### Your assignment
Reproduce the part of the Steve Clifford story below word for word, from "And yet it would" up to and including "Steve, Pat said.".

Story by Eli Ruiz
JEFFERSONVILLE For 25 years, Steve Clifford has been in a wheelchair. And for 25 years, Steve Clifford has refused to let it stop him... until now.
The Jeffersonville native was working for the village in 1987 on a water line project. He’d climbed into a trench to measure the depth of a pipe when a rock rolled over the edge and came down square on his back. It wasn’t a boulder, his brother Pat recalled, just a rock.
And yet it would cause injuries so devastating that Steve would remain in the hospital from June 15, 1987, until September of that year and he’d never regain the use of his legs.
But that didn’t stop Steve, Pat said.
By November of that same year, he was already working full-time as a dispatcher for Sullivan County’s control center.
It was a job he’d hold for a number of years before the constant change in work shifts became too much for his body to handle. But again, Pat said, Steve didn’t stop.
He opened a small shop in Jeffersonville selling guns and trophies. It would remain open for eight years before the competition from the big box stores proved too much.
And then Steve moved on. He rigged equipment so his paraplegic body could run it, and he started excavating, brush hogging, doing whatever jobs he could find.
“You forgot that he was even handicapped,” Pat’s wife Lorraine said. “You’d see him riding around town in his dump truck, and you didn’t even notice.”

### Data section
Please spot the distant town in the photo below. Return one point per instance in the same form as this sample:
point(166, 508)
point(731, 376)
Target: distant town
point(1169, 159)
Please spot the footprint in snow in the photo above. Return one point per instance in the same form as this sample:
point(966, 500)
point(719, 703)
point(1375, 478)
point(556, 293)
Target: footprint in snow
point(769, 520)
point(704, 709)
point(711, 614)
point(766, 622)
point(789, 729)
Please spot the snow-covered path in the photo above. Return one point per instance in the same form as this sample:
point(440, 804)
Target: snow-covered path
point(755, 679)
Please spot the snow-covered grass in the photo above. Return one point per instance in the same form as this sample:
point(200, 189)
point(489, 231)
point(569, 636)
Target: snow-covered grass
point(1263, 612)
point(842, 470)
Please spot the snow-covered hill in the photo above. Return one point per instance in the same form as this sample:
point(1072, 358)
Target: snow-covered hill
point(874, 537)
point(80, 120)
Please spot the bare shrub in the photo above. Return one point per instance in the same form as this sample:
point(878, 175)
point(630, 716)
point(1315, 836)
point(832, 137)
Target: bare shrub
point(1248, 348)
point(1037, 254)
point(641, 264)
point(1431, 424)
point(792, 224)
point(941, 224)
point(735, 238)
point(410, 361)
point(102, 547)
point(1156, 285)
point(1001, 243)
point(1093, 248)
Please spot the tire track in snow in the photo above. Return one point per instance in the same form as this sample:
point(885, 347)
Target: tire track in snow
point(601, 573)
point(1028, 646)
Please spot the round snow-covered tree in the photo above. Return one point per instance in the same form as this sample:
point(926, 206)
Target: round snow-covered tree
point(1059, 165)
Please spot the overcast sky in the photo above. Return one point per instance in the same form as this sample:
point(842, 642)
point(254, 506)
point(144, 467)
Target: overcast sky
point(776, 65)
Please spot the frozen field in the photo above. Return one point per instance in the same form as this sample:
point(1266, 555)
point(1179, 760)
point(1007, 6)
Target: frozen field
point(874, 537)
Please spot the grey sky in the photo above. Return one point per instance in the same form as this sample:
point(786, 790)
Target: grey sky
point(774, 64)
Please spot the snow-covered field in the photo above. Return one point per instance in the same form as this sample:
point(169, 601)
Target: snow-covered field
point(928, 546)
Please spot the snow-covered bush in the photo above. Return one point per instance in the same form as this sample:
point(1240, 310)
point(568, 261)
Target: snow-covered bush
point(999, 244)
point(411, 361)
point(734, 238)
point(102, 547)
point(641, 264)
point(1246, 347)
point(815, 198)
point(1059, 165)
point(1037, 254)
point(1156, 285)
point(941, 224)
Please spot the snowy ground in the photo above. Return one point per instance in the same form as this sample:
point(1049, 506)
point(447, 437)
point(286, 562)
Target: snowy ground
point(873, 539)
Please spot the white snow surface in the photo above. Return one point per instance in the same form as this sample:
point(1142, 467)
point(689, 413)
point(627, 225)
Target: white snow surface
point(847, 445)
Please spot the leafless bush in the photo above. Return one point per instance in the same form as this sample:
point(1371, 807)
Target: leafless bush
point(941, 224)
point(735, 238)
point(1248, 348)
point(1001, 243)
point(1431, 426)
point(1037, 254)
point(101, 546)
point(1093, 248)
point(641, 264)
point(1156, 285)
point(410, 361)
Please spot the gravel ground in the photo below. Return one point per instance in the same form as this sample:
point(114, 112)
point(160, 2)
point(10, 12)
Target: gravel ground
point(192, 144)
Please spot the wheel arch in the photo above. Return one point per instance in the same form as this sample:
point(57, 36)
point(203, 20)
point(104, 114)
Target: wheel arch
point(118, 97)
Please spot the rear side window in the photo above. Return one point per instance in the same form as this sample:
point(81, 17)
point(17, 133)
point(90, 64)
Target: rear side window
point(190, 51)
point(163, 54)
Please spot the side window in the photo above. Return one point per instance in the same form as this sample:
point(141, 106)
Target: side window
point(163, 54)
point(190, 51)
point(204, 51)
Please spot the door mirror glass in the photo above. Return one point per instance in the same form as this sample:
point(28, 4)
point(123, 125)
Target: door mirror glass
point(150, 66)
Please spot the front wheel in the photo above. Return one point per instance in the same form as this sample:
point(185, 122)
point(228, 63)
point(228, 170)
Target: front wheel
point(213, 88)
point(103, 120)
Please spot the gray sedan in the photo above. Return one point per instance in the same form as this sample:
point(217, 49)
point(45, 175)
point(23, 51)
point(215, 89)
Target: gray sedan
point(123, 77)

### Reply
And yet it would cause injuries so devastating that Steve would remain in the hospital from June 15, 1987, until September of that year and he’d never regain the use of his legs.
But that didn’t stop Steve, Pat said.